Rewrite every line of the listing between the lines holding "Which region of this frame contains the sports" and "[0,10,600,401]", inclusive, shifting each box coordinate by adding -78 to it. Leave all other text unchanged.

☆ ☆ ☆

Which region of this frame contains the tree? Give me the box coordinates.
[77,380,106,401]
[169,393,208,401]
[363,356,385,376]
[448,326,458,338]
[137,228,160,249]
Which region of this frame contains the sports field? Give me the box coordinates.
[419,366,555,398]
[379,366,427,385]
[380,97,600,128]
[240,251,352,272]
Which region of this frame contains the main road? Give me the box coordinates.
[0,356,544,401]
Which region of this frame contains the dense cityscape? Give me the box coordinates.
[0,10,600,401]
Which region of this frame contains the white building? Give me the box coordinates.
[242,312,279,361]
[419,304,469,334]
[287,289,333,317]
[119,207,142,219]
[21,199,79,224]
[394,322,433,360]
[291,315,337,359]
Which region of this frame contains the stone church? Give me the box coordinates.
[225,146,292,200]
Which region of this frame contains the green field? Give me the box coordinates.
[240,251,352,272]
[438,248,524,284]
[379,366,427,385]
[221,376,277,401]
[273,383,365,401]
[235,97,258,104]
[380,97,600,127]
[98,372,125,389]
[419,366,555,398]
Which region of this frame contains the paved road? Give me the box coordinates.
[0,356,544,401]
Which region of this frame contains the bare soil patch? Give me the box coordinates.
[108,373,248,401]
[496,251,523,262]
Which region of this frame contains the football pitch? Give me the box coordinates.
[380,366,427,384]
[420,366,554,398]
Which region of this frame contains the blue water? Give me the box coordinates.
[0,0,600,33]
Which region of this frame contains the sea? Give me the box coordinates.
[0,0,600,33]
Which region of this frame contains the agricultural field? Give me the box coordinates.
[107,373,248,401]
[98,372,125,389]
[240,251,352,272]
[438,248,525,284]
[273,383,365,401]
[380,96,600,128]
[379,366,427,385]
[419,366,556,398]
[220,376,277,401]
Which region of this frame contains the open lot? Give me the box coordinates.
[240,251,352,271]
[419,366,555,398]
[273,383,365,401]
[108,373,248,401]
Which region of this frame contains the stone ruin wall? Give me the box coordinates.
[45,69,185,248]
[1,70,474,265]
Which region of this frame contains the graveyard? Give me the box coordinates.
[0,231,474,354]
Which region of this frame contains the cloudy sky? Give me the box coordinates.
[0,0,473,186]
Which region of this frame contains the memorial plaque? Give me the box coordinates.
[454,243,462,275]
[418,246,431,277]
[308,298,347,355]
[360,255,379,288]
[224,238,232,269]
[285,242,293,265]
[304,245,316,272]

☆ ☆ ☆

_EXERCISE OUTPUT_:
Which region of this frame contains the sports field? Give me the box coordinates.
[341,288,477,320]
[301,288,349,307]
[302,19,522,50]
[162,173,274,194]
Which region of this frame contains the main road? Give me the box coordinates.
[-78,278,466,323]
Which region of this frame contains the dense cityscape? Give me the box coordinates.
[-78,-68,522,323]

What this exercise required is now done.